Task prompt:
Determine how many lines of the records include "below", and answer with the number alone.

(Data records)
[Start of section]

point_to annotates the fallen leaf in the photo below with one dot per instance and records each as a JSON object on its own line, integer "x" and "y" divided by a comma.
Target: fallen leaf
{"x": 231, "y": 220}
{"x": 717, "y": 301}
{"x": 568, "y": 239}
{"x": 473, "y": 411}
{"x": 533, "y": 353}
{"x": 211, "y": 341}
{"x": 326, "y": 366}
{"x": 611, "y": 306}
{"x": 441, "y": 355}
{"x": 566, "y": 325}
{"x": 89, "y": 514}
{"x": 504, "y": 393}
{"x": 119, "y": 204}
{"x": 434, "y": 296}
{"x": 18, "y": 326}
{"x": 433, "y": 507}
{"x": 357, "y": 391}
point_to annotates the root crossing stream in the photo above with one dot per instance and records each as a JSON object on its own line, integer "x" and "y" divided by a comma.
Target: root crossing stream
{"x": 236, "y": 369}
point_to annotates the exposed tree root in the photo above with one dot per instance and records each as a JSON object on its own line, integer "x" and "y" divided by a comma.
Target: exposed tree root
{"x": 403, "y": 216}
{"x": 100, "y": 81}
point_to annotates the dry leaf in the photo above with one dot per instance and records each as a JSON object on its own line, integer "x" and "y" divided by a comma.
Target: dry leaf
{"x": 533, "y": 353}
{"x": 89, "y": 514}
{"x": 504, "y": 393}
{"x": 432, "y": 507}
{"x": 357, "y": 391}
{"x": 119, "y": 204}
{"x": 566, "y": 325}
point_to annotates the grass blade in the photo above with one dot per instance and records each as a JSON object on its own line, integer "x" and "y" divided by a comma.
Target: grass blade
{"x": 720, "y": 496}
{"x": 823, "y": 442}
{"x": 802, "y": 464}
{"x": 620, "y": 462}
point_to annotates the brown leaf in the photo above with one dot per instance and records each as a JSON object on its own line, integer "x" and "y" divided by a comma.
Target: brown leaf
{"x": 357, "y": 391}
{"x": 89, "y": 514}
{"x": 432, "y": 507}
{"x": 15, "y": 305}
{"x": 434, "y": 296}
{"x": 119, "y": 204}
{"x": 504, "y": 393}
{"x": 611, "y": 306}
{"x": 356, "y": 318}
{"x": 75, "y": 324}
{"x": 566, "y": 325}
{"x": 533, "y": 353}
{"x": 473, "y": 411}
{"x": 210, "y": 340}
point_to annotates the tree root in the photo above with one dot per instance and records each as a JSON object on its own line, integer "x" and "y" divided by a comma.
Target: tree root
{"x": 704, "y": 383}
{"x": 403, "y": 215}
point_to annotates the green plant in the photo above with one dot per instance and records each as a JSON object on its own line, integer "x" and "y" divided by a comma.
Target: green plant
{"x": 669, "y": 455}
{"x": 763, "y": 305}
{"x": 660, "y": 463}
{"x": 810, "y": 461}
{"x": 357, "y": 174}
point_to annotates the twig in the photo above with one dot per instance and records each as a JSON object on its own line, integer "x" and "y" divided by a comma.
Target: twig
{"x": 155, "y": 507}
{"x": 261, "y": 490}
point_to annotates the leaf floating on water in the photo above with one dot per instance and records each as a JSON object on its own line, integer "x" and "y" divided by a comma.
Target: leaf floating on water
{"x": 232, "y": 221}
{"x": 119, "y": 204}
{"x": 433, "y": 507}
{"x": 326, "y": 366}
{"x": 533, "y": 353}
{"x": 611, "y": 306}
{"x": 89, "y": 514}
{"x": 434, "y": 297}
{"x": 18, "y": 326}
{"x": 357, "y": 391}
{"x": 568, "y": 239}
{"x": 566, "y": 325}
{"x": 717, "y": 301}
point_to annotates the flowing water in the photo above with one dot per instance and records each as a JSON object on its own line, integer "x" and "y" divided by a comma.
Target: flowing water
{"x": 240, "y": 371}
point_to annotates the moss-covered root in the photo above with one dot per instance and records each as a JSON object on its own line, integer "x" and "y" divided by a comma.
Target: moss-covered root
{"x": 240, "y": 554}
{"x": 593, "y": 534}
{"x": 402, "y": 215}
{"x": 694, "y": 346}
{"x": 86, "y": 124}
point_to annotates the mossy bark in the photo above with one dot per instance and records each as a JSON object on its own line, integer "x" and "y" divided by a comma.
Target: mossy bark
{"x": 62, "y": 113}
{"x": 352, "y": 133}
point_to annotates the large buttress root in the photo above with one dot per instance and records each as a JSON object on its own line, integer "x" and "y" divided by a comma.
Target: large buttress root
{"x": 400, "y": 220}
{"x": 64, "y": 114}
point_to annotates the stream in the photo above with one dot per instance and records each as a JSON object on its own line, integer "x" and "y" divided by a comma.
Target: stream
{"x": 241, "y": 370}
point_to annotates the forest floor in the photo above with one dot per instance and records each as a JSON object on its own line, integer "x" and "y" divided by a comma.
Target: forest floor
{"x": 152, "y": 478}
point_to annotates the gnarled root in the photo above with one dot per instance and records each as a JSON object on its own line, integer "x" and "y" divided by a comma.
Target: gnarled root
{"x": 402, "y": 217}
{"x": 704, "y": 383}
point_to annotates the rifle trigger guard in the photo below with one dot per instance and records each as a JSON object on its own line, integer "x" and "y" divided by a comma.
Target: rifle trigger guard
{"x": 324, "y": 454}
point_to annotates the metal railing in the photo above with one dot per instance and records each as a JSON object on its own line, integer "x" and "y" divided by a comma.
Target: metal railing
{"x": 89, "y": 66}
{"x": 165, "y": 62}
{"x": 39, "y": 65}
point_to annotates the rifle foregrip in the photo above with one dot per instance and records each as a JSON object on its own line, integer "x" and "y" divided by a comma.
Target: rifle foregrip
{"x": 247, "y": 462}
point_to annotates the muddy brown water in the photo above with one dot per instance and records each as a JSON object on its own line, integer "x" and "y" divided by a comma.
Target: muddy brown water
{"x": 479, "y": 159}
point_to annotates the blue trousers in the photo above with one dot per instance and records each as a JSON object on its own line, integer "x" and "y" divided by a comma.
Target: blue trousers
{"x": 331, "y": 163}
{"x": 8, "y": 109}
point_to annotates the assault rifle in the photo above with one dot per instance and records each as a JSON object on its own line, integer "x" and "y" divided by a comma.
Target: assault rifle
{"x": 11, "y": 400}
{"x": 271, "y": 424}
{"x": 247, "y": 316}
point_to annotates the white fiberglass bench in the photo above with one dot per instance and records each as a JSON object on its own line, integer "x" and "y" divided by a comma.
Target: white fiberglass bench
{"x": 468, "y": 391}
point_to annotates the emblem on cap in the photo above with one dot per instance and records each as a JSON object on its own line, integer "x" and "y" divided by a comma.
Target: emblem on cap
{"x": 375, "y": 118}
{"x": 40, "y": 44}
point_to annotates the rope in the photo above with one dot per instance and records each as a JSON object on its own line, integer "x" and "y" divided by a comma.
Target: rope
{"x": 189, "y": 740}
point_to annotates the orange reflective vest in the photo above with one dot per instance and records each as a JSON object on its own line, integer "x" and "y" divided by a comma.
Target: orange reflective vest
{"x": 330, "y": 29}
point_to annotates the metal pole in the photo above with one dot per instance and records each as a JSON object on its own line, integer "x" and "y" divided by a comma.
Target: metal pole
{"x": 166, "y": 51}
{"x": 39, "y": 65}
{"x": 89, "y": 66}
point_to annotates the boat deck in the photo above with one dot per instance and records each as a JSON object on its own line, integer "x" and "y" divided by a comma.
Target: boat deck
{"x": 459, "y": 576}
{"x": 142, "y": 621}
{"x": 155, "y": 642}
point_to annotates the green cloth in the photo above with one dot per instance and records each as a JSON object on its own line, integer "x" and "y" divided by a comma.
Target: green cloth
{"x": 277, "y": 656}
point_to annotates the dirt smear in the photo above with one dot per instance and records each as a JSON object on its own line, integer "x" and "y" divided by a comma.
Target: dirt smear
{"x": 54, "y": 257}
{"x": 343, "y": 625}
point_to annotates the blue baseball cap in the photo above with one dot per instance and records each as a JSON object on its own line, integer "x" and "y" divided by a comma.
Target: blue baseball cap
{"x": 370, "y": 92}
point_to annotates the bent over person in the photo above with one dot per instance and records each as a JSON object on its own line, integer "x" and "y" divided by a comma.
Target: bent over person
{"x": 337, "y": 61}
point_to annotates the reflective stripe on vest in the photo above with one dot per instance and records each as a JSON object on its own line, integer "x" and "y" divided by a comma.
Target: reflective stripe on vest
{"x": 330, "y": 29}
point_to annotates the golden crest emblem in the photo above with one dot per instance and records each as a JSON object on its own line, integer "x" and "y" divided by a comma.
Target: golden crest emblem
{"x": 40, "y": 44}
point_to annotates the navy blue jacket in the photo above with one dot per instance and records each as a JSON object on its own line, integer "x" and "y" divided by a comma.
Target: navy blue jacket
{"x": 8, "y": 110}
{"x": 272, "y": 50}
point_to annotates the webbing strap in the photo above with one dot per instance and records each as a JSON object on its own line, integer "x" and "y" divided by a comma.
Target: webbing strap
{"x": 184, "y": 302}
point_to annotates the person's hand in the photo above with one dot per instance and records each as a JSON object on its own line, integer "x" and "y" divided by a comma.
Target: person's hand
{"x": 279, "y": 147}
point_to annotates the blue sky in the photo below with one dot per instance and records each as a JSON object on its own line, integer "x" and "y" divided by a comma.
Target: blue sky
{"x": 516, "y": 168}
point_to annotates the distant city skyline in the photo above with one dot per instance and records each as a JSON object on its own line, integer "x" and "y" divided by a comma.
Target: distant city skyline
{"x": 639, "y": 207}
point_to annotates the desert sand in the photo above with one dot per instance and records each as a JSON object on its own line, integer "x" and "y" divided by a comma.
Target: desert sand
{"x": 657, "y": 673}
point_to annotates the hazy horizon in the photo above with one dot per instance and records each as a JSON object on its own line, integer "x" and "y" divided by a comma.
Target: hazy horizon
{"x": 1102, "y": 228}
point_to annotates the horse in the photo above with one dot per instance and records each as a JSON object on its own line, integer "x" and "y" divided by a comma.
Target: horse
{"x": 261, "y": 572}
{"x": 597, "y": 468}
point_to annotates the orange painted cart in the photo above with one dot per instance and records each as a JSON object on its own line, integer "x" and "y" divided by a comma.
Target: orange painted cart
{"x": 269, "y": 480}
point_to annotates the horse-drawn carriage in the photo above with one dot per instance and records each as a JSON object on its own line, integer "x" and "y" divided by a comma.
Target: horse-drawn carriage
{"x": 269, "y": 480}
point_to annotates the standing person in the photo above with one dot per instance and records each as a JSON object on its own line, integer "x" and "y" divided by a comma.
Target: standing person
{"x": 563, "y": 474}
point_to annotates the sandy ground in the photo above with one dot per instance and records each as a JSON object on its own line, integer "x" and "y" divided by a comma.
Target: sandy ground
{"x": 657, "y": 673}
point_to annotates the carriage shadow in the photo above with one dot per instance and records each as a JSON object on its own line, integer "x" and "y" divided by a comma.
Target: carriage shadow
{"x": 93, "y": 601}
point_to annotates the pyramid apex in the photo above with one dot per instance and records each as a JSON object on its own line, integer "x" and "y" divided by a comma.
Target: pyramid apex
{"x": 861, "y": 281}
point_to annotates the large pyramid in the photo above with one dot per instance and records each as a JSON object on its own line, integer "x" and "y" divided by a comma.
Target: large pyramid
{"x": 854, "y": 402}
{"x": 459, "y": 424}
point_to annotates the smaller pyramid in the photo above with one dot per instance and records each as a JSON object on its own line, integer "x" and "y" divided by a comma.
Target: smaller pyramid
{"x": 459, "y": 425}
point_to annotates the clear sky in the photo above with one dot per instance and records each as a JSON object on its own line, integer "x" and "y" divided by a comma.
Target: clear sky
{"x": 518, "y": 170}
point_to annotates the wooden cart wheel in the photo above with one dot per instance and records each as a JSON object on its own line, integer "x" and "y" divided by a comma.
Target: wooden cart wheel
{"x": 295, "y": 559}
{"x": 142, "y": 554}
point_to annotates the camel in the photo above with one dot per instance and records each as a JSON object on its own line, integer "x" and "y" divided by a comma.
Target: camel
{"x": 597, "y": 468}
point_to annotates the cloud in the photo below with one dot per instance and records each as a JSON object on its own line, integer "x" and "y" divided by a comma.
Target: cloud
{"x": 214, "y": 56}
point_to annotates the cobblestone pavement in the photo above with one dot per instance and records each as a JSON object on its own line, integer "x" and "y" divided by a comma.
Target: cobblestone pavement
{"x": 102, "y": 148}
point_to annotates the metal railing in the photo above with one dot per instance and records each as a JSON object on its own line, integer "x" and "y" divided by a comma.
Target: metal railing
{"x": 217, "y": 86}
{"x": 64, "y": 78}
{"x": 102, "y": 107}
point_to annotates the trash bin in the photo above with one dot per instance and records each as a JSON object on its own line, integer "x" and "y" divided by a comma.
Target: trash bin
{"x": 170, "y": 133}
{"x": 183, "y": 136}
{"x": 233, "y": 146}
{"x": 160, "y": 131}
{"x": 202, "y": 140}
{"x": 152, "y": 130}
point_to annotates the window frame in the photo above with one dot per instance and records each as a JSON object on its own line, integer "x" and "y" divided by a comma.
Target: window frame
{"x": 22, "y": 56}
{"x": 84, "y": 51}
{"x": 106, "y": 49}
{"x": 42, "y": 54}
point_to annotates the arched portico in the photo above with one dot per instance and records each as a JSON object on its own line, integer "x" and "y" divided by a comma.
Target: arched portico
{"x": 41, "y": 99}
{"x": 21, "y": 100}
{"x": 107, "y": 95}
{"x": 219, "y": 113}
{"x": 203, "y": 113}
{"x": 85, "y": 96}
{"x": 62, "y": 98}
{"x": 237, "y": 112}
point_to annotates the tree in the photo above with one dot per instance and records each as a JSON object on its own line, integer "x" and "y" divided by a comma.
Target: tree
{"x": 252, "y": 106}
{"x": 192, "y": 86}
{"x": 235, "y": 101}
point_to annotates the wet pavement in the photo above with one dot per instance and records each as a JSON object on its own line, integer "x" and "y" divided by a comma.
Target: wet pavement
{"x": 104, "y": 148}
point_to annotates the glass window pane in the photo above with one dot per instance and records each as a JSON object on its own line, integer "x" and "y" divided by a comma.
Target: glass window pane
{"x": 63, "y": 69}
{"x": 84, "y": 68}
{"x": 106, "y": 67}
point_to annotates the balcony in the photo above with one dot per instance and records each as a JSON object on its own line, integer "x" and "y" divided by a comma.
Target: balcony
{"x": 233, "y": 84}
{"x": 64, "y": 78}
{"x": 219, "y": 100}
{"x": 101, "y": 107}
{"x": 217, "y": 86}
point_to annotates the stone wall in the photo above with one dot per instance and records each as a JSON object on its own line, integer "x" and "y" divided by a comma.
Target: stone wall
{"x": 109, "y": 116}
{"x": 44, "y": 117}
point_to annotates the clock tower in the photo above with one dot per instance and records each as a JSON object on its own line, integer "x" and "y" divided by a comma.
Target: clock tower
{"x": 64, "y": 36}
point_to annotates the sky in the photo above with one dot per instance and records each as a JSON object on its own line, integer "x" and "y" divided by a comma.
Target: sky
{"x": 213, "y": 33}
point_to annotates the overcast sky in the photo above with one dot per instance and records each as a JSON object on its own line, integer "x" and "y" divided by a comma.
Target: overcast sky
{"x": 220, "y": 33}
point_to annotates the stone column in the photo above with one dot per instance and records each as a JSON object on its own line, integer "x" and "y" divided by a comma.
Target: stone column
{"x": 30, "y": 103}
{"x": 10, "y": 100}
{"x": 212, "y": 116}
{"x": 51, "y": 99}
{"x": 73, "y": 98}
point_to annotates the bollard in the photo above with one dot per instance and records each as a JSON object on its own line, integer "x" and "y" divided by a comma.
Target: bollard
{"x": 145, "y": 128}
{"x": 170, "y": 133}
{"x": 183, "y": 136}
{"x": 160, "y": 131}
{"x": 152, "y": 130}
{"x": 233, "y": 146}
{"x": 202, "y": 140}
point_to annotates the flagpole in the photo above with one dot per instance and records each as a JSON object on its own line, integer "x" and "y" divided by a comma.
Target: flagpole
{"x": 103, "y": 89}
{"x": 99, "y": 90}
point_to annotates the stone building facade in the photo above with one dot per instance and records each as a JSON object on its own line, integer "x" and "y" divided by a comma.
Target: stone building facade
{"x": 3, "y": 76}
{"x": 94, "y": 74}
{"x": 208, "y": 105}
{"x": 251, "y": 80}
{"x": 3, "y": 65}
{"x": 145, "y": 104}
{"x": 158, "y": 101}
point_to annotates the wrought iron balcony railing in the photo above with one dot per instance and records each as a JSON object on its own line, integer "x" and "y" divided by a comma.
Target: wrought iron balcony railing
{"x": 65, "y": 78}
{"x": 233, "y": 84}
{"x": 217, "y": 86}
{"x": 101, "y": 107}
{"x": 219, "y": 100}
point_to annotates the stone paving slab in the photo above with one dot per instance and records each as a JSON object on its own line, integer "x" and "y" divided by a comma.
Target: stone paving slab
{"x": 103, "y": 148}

[End of section]

Your response:
4